PROBLEM REQUIREMENTS → Reproduce every one of the following items line for line, with no changes.

PROVIDED DATA →

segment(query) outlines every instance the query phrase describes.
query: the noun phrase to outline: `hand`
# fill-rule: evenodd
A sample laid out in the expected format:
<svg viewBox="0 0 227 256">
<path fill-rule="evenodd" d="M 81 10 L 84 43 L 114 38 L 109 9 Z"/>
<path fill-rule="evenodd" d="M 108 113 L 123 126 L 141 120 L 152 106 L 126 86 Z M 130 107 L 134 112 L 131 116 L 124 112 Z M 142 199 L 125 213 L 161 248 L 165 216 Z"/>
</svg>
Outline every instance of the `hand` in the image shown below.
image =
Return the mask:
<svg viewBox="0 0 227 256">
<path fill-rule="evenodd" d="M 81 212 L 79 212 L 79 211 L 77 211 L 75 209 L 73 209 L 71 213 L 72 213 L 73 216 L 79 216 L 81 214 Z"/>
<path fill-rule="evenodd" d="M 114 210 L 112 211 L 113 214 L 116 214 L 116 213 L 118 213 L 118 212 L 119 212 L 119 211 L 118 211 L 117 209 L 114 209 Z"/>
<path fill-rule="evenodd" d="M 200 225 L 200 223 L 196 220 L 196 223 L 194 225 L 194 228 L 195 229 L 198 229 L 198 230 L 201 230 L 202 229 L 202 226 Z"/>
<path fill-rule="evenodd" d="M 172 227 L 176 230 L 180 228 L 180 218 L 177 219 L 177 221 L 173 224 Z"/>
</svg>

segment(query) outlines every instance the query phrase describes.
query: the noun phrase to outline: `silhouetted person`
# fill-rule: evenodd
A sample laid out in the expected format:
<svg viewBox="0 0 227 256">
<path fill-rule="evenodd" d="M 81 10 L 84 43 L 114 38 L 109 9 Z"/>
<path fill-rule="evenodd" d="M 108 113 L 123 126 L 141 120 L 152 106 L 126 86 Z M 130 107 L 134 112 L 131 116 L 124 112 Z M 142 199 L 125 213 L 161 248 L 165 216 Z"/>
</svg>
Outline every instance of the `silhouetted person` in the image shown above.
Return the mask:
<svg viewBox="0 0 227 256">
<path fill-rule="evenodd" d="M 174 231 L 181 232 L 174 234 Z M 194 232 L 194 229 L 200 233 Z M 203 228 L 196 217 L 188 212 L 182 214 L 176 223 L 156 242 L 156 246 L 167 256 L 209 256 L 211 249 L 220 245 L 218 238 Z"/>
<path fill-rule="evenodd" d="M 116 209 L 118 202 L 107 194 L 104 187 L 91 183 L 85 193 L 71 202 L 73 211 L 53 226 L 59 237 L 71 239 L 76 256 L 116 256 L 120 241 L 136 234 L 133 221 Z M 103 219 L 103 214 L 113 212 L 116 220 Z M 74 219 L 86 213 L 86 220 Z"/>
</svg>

SOLVED PROBLEM →
segment(query) outlines every instance the query phrase describes.
query: the noun phrase to outline: `hand`
# fill-rule: evenodd
A sample laid out in the expected format:
<svg viewBox="0 0 227 256">
<path fill-rule="evenodd" d="M 81 10 L 84 43 L 114 38 L 109 9 Z"/>
<path fill-rule="evenodd" d="M 108 113 L 123 126 L 141 120 L 152 106 L 126 86 Z M 130 107 L 134 112 L 131 116 L 124 112 Z M 142 199 L 125 213 L 161 248 L 165 216 Z"/>
</svg>
Outline every instance of the `hand` in the image shown below.
image =
Return the mask:
<svg viewBox="0 0 227 256">
<path fill-rule="evenodd" d="M 81 212 L 79 212 L 79 211 L 77 211 L 75 209 L 73 209 L 71 213 L 72 213 L 73 216 L 79 216 L 81 214 Z"/>
<path fill-rule="evenodd" d="M 114 210 L 112 211 L 113 214 L 116 214 L 116 213 L 118 213 L 118 212 L 119 212 L 119 211 L 118 211 L 117 209 L 114 209 Z"/>
<path fill-rule="evenodd" d="M 200 225 L 200 223 L 196 220 L 196 223 L 194 225 L 194 228 L 195 229 L 198 229 L 198 230 L 201 230 L 202 229 L 202 226 Z"/>
<path fill-rule="evenodd" d="M 172 227 L 176 230 L 180 228 L 180 218 L 177 219 L 177 221 L 173 224 Z"/>
</svg>

segment(query) outlines every instance the query phrase describes.
query: the noun phrase to outline: `silhouetted person`
# fill-rule: evenodd
A sample laid out in the expected format:
<svg viewBox="0 0 227 256">
<path fill-rule="evenodd" d="M 81 10 L 84 43 L 114 38 L 109 9 Z"/>
<path fill-rule="evenodd" d="M 108 113 L 123 126 L 141 120 L 152 106 L 126 86 Z M 130 107 L 134 112 L 131 116 L 124 112 Z M 142 199 L 125 213 L 161 248 L 165 216 Z"/>
</svg>
Outline every instance of the `silhouetted person` in the image shown above.
Return the mask:
<svg viewBox="0 0 227 256">
<path fill-rule="evenodd" d="M 174 231 L 181 232 L 174 234 Z M 194 232 L 194 229 L 200 233 Z M 203 228 L 196 217 L 188 212 L 182 214 L 176 223 L 156 242 L 156 246 L 167 256 L 209 256 L 211 249 L 220 245 L 218 238 Z"/>
<path fill-rule="evenodd" d="M 116 209 L 118 202 L 107 194 L 104 187 L 91 183 L 85 193 L 71 202 L 73 211 L 53 226 L 59 237 L 71 239 L 76 256 L 116 256 L 120 241 L 136 234 L 133 221 Z M 103 219 L 103 214 L 113 212 L 116 220 Z M 74 219 L 86 213 L 86 220 Z"/>
</svg>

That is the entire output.